Texto original:

#####

Es lo que sucede con la muerte de Pico della Mirandola. Considerado una de las mentes privilegiadas del Renacimiento y autor de algunos de los textos que mejor definen el Humanismo, había sido perseguido por sus escritos, sospechosos de herejía. Llegó a ser excomulgado, aunque más tarde el citado Alejandro VI lo absolvió y Della Mirandola se entregó a un profundo fervor religioso que le llevó a tomar los hábitos de los dominicos.
Un misterio resuelto 500 años después
El 17 de noviembre de 1494, morían a la vez él y su amigo Poliziano, otro distinguido intelectual. Rápidamente se extendió la teoría de que habían sido envenenados, pero ha habido que esperar más de medio milenio para aclarar la causa de la muerte.
En 2007, un equipo de científicos de tres universidades italianas (Bolonia, Pisa y Lecce) hizo un análisis de los restos de ambos. A pesar del tiempo transcurrido, en los huesos continuaba habiendo restos de arsénico, lo que permite validar la hipótesis de que fueron víctimas de una mortal intoxicación.
A partir de estas investigaciones han surgido nuevas teorías sobre su muerte, como la de que se le matase porque defendía que la astrología no era una ciencia sino un arte adivinatoria; algo que habría molestado a algunos, como se sugiere en una carta de la época exhumada por los estudiosos.
También podría ser que la orden del asesinato hubiera partido nada menos que de Piero de Médici, el sucesor de Lorenzo. Pero sin duda el asesinato más célebre del Renacimiento es el de la aristócrata María de Ávalos a manos de su esposo, el también noble y gran compositor Carlo Gesualdo.
El suceso ha pasado a la posteridad tanto como la excelsa música del marido criminal. Carlo Gesualdo, príncipe de Venosa, perteneciente a una de las grandes familias nobles de Nápoles, buscaba una esposa que diese “signos suficientes de fecundidad”.
La encontró en la aristócrata María de Ávalos, que con tan sólo veinticuatro años había enviudado ya dos veces y tenía dos hijos. Pronto le daría uno a él también. Pero María era asimismo “la dama más bella de Nápoles” –según frase del embajador veneciano de la época– y, harta de tanto matrimonio de conveniencia, se echó en los brazos de otra beldad como ella, el príncipe Fabrizio Carafa.
Gesualdo fue avisado de que le estaban poniendo los cuernos en su propio palacio, irrumpió en la habitación de ella de madrugada, haciendo derribar la puerta, y los sorprendió en flagrante adulterio. Él y sus hombres mataron a los dos amantes sin esperar más y de forma brutal.

#####

Sigue escribiendo el texto sobre los asesinatos del Renacimiento a partir de su última frase.

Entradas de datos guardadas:
#####

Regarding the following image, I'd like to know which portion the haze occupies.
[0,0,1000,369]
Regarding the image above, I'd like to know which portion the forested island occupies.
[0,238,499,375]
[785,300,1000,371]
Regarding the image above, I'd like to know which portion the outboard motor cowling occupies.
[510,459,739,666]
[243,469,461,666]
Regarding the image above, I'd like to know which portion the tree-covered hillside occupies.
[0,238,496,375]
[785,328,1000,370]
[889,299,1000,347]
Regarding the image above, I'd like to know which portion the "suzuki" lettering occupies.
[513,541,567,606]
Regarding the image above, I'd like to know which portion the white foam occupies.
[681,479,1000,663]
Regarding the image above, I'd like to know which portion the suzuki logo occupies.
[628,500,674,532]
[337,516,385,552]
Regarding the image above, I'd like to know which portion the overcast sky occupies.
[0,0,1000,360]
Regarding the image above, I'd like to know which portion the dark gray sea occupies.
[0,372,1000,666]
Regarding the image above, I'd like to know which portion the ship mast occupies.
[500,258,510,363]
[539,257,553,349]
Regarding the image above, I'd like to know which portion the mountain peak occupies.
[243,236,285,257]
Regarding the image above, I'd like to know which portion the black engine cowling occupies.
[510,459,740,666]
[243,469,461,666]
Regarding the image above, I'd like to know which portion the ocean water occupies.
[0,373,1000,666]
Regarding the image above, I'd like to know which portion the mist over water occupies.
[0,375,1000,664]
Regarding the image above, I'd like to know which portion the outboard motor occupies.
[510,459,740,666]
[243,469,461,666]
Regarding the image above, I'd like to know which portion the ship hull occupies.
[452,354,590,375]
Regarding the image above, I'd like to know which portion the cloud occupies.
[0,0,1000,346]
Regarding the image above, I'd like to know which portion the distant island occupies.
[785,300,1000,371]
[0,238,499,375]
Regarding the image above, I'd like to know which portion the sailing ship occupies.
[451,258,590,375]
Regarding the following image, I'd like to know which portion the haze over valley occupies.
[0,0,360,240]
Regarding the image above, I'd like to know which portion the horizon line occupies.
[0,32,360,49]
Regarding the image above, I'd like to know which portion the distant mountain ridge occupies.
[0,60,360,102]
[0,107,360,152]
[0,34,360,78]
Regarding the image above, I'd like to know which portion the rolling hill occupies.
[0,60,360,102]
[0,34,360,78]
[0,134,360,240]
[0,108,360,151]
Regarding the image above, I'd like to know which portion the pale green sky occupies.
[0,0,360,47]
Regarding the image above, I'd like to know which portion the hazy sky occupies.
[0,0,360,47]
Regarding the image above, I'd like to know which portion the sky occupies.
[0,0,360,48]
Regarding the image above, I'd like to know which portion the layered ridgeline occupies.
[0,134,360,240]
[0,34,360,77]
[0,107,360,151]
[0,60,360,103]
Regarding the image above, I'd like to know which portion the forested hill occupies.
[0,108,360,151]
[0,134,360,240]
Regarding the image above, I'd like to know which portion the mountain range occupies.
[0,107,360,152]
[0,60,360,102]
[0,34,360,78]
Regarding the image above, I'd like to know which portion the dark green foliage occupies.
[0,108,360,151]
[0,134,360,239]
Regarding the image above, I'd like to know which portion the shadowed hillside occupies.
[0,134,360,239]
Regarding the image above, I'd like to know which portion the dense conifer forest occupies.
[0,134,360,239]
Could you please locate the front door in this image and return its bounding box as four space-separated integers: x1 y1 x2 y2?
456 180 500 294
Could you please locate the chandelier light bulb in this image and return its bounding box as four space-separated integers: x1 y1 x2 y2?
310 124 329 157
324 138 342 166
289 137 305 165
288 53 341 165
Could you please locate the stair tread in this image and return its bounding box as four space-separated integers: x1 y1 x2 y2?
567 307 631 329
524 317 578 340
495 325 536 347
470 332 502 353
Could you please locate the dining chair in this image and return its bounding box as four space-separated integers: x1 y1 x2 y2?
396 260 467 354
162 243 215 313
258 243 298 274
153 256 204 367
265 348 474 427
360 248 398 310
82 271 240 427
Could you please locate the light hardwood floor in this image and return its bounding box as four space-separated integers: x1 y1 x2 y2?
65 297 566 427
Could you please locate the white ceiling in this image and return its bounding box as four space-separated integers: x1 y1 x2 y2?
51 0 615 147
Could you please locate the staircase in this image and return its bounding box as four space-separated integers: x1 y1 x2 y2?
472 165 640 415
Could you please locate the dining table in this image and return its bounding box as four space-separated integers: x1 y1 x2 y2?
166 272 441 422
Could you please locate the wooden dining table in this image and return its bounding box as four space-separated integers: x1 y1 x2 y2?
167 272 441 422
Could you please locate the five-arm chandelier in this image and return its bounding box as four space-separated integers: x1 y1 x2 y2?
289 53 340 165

#####

Respuesta de la tarea:
El honor mancillado
El doble crimen no tuvo ninguna consecuencia legal para Gesualdo: la causa abierta contra él fue sobreseída al día siguientede abrirse, pues el Derecho de entonces consideraba el adulterio como un delito que justificaba la reacción del marido para salvar su honor mancillado.
Pero el escándalo salpicaba a demasiadas familias nobles y Gesualdo se tuvo que marchar de Nápoles y se fue a vivir a la corte de Ferrara, en el norte de Italia, donde desarrollaría su carrera como gran compositor de madrigales y se casaría por segunda vez.
De este matrimonio nació un niño, que murió por enfermedad con apenas doce años. Gesualdo lo consideró un castigo divino por sus pecadosy, para expiarlos, se entregó a prácticas de flagelación, contratando a muchachos para que lo fustigaran.
Según los testimonios, obtenía placer de estas actividades masoquistas y, sintiéndose cada vez más infeliz (otro hijo varón había muerto), acabaría encontrando la muerte durante una de estas sesiones en 1613. Las letras de sus bellos madrigales pueden ser hoy leídas como una demostración de un carácter que disfrutaba más con el castigo que con los placeres.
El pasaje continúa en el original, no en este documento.